E as imagens desse filme ( sim, é um filme, e sempre são imagens belas ) nos mostram janelas com grades, gaiolas, cães encoleirados, estradas bloqueadas. E o homem ( Jack ) não consegue ser outro.
A conclusão é a de que morremos para ser outro. Morremos para deixar de ser. Pois por mais que nos mudemos para outro país, por mais que refaçamos novas amizades, mudemos de emprego, seremos sempre o que podemos ser : o que somos.
A reichiana e muito má atriz Maria Schneider ( e fascinante ela foi/é ) representa a chance que a juventude tem de ainda se criar. Mas os muito jovens não possuem vivencia para isso e acabam sendo um quase nada, um sopro.
Não aconselho ninguém a ver este filme. Ele é árido, lento, modorrento.
Eu o adoro. É cinema como pensamento, como tese. Ele não te diverte ou emociona, ele te ensina e muito. Te dá cultura. E cultura, veja só menino, não é informação!!!!
Ah sim... o filme é The Passenger, do Antonioni ( não há diretor mais fora de moda ) e Jack está dando show ( consegue passar da impassibilidade para a total confusão ).

FREUD, MARX E NIETZSCHE, eles erraram.

O maior erro que um intelectual pode cometer é confundir o particular com o geral. Pensar que sua vivência é a vivência de todos e que seu testemunho vale para qualquer um.
O século xx, século ansioso por negar todo o passado, acolheu esses 3 profetas com fogos de artifício e pagou o pato pelo engodo. O século pensou ser ousado e novo, anti-religioso, anti-burguês, anti-repressivo e se tornou tonto, iludido, caótico.
Freud hiper valorizou o sexo e apesar de qualquer psicólogo saber que seus livros são hoje peças de museu, na sociedade ele criou a crença de que todo mal vem de alguma repressão física, que o sexo é tudo, que a família é um ninho de neuroses. Tudo bobagem. Freud via o mundo assim por suas razões íntimas. Era uma verdade particular que ele dividiu com o mundo.

### Material fornecido

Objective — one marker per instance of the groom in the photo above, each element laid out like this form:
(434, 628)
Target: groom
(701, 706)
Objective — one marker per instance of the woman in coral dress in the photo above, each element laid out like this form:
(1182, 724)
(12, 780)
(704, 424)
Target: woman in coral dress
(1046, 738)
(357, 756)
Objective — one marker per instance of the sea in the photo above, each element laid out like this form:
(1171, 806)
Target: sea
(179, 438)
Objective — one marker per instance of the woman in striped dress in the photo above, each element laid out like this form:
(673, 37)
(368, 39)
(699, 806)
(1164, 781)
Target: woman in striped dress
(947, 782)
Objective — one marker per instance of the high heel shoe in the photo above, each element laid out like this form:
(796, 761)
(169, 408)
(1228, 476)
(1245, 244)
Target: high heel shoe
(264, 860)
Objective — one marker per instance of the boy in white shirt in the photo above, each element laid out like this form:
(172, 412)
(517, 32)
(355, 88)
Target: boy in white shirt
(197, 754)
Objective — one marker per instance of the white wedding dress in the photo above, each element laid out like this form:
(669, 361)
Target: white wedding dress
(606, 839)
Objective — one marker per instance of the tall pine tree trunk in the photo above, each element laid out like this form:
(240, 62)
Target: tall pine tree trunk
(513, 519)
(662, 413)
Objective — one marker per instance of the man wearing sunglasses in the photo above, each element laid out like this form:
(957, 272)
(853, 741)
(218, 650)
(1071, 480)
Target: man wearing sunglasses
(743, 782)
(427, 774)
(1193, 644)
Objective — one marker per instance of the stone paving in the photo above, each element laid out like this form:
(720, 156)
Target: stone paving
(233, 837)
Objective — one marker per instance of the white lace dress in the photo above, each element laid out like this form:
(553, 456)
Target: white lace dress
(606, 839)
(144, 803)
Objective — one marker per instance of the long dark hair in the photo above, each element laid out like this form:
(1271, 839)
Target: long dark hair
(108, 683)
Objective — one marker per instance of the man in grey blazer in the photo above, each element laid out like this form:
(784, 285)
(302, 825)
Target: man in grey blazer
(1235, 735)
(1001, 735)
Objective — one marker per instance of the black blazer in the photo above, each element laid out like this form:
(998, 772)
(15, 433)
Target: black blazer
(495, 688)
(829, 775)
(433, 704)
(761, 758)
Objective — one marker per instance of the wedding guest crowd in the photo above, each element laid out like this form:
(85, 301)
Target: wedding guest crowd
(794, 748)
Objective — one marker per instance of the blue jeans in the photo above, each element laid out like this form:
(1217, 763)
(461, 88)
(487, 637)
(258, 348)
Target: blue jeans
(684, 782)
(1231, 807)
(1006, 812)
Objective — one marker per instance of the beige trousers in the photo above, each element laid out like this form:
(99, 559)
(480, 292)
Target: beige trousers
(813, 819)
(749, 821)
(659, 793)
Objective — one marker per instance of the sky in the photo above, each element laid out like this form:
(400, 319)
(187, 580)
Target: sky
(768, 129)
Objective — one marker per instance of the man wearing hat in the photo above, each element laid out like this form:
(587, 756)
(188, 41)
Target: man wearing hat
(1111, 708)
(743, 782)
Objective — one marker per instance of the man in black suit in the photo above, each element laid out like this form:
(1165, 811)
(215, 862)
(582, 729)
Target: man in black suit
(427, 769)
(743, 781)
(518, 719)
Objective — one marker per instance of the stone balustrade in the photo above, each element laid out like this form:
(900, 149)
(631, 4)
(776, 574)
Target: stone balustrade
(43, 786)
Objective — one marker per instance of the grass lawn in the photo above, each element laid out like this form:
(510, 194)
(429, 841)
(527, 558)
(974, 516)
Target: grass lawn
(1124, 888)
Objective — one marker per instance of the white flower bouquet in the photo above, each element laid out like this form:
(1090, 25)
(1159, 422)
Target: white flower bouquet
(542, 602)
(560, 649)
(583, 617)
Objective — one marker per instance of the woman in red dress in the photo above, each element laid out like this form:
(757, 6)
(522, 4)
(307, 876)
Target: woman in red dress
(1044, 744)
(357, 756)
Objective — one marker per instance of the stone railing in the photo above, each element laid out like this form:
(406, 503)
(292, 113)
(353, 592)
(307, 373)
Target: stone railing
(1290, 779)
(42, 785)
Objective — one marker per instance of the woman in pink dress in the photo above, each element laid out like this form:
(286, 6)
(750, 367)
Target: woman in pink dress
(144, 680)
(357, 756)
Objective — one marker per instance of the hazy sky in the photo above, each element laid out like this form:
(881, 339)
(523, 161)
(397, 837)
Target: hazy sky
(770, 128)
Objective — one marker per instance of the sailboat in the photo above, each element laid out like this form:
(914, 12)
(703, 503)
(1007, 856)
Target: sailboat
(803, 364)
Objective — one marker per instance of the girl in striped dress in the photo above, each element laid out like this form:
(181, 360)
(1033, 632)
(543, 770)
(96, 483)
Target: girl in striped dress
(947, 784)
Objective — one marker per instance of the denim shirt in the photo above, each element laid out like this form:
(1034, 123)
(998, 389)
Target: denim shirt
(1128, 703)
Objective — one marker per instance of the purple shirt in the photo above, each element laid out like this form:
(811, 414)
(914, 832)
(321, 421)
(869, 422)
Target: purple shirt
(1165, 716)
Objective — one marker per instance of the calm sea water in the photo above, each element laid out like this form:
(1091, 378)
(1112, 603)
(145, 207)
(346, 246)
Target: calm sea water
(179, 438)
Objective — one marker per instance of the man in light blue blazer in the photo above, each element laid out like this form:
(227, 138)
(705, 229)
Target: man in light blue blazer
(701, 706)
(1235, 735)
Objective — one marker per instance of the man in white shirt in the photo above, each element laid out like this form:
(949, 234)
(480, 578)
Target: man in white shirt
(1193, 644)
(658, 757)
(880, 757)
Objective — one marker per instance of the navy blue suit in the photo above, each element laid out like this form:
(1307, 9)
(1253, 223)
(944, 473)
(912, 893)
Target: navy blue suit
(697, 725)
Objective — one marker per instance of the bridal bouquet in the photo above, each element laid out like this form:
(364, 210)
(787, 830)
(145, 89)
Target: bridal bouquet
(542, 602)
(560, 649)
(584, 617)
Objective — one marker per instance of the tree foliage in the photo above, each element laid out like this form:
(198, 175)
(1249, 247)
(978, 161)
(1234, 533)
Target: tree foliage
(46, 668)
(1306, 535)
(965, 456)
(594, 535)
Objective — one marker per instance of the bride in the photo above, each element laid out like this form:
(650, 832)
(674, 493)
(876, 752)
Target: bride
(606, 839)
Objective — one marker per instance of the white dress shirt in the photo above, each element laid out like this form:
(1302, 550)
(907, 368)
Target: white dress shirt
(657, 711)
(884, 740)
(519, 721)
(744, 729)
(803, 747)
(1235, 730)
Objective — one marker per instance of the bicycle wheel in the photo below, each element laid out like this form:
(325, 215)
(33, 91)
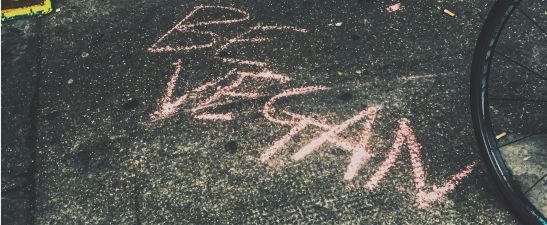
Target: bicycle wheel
(509, 104)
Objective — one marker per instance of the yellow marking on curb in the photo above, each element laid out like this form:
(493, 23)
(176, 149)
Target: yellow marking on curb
(448, 12)
(501, 135)
(44, 8)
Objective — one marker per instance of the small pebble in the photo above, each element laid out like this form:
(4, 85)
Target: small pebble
(131, 104)
(345, 97)
(231, 147)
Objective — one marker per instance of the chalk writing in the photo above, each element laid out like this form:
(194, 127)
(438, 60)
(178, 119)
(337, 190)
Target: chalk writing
(258, 76)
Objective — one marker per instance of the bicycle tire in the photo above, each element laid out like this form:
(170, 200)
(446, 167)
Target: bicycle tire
(514, 198)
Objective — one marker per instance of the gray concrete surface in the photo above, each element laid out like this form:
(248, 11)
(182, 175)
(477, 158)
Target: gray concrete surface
(101, 159)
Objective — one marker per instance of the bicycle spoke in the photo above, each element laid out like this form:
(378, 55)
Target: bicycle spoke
(533, 21)
(515, 99)
(537, 182)
(522, 65)
(522, 138)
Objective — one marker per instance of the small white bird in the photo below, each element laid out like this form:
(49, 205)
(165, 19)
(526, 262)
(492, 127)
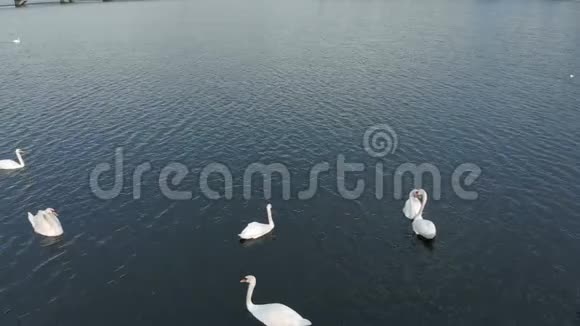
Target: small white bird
(412, 205)
(421, 226)
(13, 165)
(273, 314)
(46, 223)
(255, 230)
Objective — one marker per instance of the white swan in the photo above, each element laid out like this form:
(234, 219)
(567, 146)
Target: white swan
(12, 165)
(46, 223)
(421, 226)
(273, 314)
(412, 205)
(255, 230)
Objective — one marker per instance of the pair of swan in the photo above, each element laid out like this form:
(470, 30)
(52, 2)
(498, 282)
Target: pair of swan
(46, 223)
(13, 165)
(413, 210)
(273, 314)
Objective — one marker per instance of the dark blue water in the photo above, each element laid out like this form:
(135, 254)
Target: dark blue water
(296, 83)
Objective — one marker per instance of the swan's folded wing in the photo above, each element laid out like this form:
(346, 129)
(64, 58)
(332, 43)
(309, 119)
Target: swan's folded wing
(279, 314)
(254, 230)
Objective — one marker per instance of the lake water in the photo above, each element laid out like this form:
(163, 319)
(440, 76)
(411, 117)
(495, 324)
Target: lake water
(297, 83)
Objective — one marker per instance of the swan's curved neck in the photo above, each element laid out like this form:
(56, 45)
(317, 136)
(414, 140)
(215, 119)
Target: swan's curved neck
(423, 204)
(20, 160)
(249, 295)
(270, 220)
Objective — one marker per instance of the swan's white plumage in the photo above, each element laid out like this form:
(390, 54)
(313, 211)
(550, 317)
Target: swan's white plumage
(255, 230)
(12, 165)
(424, 228)
(273, 314)
(412, 205)
(421, 226)
(46, 223)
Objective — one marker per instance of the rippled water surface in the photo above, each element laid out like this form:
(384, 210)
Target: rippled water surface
(297, 83)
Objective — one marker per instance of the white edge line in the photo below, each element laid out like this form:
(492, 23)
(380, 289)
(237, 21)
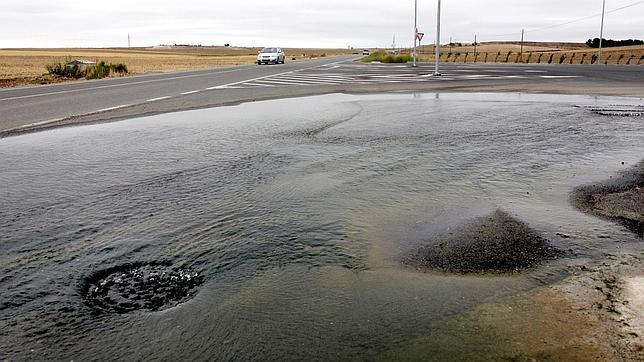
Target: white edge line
(111, 108)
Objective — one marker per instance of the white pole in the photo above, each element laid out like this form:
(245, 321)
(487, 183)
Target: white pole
(601, 33)
(415, 28)
(438, 40)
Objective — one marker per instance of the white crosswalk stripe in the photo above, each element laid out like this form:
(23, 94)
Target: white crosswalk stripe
(379, 73)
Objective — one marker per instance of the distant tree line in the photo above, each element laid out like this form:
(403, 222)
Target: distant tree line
(609, 43)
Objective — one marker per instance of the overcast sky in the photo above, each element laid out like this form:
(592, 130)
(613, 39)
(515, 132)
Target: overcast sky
(304, 23)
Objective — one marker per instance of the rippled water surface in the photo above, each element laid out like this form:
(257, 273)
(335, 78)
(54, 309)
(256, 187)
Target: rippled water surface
(277, 228)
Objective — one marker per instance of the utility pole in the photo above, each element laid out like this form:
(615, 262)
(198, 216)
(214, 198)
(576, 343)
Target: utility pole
(601, 33)
(415, 29)
(438, 40)
(521, 52)
(475, 46)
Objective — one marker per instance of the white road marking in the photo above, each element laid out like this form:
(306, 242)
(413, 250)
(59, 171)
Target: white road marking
(158, 99)
(560, 76)
(111, 108)
(36, 124)
(223, 86)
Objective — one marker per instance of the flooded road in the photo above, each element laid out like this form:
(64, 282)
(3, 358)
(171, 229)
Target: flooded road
(277, 229)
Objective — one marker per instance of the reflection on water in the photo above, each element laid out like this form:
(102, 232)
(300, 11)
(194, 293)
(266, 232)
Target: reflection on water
(295, 213)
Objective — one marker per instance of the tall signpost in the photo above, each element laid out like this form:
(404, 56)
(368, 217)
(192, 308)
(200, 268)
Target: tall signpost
(415, 29)
(438, 41)
(601, 34)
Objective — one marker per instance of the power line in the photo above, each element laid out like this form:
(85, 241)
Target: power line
(584, 18)
(567, 22)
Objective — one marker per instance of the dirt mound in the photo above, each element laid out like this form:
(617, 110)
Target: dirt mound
(495, 244)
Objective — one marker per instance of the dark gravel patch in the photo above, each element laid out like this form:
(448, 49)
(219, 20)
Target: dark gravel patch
(620, 199)
(139, 287)
(497, 243)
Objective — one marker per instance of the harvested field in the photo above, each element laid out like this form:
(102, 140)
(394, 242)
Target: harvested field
(27, 66)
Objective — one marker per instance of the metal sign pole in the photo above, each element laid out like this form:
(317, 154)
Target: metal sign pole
(415, 29)
(438, 40)
(601, 34)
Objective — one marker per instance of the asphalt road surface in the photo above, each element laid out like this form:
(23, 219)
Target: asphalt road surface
(32, 108)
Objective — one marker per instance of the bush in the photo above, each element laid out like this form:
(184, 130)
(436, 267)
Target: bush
(103, 70)
(609, 43)
(384, 57)
(61, 69)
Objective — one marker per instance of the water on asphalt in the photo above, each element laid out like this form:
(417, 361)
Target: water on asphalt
(276, 229)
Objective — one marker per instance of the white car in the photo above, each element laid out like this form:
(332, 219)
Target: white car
(271, 55)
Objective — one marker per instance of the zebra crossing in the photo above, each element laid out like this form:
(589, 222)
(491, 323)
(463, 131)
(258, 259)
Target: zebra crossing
(341, 74)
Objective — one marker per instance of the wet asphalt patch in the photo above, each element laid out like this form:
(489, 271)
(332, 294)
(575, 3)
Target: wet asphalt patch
(497, 243)
(139, 287)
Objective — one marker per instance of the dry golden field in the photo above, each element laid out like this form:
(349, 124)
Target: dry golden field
(27, 66)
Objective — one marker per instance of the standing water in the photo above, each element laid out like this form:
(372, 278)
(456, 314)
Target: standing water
(280, 229)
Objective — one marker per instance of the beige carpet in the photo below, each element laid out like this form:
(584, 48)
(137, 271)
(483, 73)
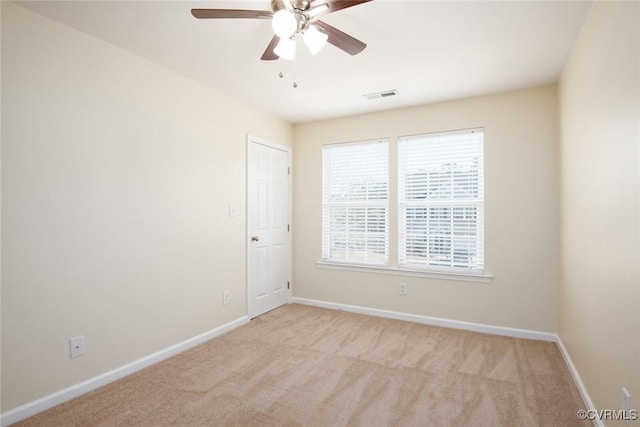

### Atividades propostas
**1.** Extraia da página o trecho que começa em "A conclusão é" e segue até "nada, um sopro.".
**2.** Quantas linhas contêm a palavra "utility"? Responda somente com o número.
A página e as linhas não guardam relação entre si.

### Respostas corretas
**1.**
A conclusão é a de que morremos para ser outro. Morremos para deixar de ser. Pois por mais que nos mudemos para outro país, por mais que refaçamos novas amizades, mudemos de emprego, seremos sempre o que podemos ser : o que somos.
A reichiana e muito má atriz Maria Schneider ( e fascinante ela foi/é ) representa a chance que a juventude tem de ainda se criar. Mas os muito jovens não possuem vivencia para isso e acabam sendo um quase nada, um sopro.

**2.** 2